Dataset entries:
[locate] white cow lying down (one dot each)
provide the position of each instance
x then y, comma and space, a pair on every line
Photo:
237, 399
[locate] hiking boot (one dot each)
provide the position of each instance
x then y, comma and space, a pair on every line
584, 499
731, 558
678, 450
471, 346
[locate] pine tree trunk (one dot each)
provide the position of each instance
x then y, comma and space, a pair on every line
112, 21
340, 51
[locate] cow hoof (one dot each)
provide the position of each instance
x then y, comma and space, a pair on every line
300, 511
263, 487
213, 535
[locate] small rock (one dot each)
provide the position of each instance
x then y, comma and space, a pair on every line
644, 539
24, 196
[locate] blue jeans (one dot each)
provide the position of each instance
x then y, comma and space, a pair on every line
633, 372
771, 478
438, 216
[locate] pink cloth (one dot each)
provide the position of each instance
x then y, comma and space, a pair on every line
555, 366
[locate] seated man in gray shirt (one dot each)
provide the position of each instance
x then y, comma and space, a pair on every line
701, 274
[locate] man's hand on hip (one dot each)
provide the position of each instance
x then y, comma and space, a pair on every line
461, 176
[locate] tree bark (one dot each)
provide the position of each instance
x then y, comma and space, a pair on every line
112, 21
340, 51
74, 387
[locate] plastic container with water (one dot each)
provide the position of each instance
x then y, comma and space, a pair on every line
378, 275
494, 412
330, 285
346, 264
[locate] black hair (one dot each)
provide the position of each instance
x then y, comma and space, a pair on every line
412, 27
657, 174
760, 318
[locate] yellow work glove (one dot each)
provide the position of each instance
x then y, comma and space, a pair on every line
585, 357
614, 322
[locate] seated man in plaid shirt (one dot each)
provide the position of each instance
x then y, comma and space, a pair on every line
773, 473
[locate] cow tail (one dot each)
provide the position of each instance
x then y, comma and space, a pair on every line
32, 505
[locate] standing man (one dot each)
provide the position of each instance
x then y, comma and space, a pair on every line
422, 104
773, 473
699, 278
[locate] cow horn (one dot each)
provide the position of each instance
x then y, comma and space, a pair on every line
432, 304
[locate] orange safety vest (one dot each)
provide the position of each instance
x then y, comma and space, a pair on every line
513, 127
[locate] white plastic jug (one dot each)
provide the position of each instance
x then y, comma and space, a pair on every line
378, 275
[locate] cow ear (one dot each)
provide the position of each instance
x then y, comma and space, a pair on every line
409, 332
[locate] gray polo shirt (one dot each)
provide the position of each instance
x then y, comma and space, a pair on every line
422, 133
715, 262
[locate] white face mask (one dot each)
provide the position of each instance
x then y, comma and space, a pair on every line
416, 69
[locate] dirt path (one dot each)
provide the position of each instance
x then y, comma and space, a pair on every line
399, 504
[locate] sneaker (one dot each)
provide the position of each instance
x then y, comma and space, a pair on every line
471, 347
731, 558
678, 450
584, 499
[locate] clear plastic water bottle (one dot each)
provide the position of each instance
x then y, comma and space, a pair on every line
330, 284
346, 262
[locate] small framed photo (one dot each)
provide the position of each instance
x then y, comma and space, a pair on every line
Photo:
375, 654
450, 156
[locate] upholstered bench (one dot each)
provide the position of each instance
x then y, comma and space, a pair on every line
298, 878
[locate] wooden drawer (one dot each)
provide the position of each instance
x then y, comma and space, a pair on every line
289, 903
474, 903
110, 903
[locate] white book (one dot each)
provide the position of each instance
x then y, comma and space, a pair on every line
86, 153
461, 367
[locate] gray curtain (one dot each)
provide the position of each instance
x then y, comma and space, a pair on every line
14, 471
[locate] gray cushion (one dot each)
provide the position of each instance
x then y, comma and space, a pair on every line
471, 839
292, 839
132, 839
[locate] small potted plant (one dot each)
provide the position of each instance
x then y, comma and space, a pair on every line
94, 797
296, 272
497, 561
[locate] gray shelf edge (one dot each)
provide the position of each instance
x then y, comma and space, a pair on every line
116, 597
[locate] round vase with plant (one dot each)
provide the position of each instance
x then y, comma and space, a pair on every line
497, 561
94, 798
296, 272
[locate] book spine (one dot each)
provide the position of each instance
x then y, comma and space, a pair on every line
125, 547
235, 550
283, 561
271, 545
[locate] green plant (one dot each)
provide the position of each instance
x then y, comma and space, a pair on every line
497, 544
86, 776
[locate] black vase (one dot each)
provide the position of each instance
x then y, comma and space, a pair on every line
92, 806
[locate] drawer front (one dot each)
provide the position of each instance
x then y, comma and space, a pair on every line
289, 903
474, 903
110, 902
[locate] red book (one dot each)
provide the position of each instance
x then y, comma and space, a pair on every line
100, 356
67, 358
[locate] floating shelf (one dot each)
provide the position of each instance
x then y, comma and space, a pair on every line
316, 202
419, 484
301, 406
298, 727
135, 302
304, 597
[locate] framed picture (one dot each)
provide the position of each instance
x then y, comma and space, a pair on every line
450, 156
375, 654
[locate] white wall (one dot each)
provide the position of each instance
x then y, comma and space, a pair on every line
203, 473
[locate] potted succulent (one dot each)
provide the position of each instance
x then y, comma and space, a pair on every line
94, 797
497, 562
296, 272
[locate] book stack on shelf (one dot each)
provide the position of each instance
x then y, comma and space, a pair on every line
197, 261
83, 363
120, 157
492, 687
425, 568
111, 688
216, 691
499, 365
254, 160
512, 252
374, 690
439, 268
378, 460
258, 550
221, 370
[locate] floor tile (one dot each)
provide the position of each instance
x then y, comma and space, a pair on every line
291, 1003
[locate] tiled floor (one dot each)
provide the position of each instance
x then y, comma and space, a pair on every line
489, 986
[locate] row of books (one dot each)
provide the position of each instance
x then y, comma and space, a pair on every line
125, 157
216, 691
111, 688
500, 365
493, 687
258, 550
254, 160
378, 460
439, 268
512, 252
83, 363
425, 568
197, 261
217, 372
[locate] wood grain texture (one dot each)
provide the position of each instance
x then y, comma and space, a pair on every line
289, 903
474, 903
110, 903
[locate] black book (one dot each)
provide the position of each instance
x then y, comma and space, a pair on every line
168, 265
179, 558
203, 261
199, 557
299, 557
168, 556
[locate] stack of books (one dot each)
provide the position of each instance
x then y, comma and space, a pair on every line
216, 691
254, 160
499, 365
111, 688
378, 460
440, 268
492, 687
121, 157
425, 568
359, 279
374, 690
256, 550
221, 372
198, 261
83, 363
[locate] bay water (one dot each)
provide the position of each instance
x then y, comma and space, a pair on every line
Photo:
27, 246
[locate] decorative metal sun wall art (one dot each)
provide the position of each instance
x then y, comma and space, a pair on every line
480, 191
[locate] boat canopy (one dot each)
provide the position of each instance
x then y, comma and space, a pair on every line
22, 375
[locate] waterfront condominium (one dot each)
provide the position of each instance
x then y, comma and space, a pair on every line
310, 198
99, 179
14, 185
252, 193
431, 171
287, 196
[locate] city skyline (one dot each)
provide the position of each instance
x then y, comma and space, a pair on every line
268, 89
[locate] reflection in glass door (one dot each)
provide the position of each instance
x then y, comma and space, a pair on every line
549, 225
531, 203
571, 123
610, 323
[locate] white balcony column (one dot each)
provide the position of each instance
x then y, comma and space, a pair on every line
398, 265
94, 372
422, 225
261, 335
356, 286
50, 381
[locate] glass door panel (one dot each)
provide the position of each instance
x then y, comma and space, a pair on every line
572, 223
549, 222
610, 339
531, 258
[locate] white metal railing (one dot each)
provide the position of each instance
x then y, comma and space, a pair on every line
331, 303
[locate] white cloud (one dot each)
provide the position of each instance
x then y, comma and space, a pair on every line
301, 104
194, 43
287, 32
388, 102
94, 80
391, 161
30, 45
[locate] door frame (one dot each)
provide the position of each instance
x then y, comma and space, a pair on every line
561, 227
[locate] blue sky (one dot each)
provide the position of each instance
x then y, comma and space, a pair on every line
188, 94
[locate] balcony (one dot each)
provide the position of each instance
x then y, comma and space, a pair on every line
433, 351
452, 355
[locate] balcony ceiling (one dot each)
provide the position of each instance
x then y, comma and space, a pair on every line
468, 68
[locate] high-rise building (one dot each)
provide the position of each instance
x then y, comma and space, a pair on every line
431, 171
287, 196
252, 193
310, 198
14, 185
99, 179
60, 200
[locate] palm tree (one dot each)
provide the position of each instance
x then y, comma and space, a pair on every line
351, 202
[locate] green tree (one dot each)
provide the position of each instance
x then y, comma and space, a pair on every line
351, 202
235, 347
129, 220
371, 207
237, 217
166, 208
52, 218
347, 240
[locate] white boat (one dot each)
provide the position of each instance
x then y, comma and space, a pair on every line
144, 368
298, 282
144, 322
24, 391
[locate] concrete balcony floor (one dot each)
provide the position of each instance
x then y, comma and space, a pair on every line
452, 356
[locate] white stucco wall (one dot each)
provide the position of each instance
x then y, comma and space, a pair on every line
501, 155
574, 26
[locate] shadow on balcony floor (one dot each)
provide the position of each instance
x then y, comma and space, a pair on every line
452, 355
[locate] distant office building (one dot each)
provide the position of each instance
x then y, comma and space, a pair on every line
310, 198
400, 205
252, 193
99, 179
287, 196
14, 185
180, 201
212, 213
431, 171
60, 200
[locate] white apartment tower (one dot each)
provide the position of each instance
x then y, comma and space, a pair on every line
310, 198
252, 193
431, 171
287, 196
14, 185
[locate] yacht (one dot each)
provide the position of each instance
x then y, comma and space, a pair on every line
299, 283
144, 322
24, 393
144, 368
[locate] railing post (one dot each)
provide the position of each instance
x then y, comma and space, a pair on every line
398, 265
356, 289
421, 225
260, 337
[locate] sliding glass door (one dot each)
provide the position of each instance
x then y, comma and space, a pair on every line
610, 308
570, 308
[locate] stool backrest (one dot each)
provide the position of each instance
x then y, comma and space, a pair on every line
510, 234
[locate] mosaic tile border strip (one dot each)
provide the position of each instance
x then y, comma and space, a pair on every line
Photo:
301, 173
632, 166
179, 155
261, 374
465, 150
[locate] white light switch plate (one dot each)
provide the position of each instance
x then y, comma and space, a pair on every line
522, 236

- _YOUR TASK_:
From the line that contains "[locate] concrete balcony" to the last line of the material above, repeat every line exactly, keeping both the first and the last.

- _THE OUTPUT_:
[locate] concrete balcony floor (one dot each)
provide the position of each instance
x then y, comma and space, a pair on every line
452, 356
[locate] white stucco wall (one dot each)
provide the position of each instance
x then y, comma and space, a pair on every line
501, 155
574, 26
[locate] shadow on balcony floor (one dot each)
provide the position of each instance
x then y, comma and space, a pair on every line
452, 355
[locate] distant office building (one dot each)
provide the position of each instance
x then y, comma and space, a pair on every line
310, 198
400, 205
252, 193
99, 179
287, 196
14, 185
180, 201
212, 213
431, 171
60, 200
[locate] white apartment tower (one dot each)
provide the position of each instance
x then y, comma and space, a pair on every line
310, 198
252, 193
431, 171
287, 196
14, 185
[locate] yacht (one dot each)
provide the position of each instance
x then y, comma and space, a pair on every line
299, 283
144, 322
24, 393
144, 368
[locate] railing post (one dot each)
provide the position of each instance
x then y, comma and space, a pair on every line
398, 265
356, 289
421, 225
260, 337
[locate] sliding glass door (one dot each)
provide the position of each instance
x then y, comma and space, a pair on every line
610, 308
570, 308
[locate] stool backrest (one dot each)
provide the position of each instance
x then y, comma and space, a pair on every line
510, 234
[locate] mosaic tile border strip (one dot each)
provide the position of each instance
x then y, comma and space, a pair on every line
Photo:
301, 173
632, 166
179, 155
261, 374
465, 150
[locate] white light switch plate (one dot each)
provide the position of each instance
x then y, comma and space, a pair on every line
522, 236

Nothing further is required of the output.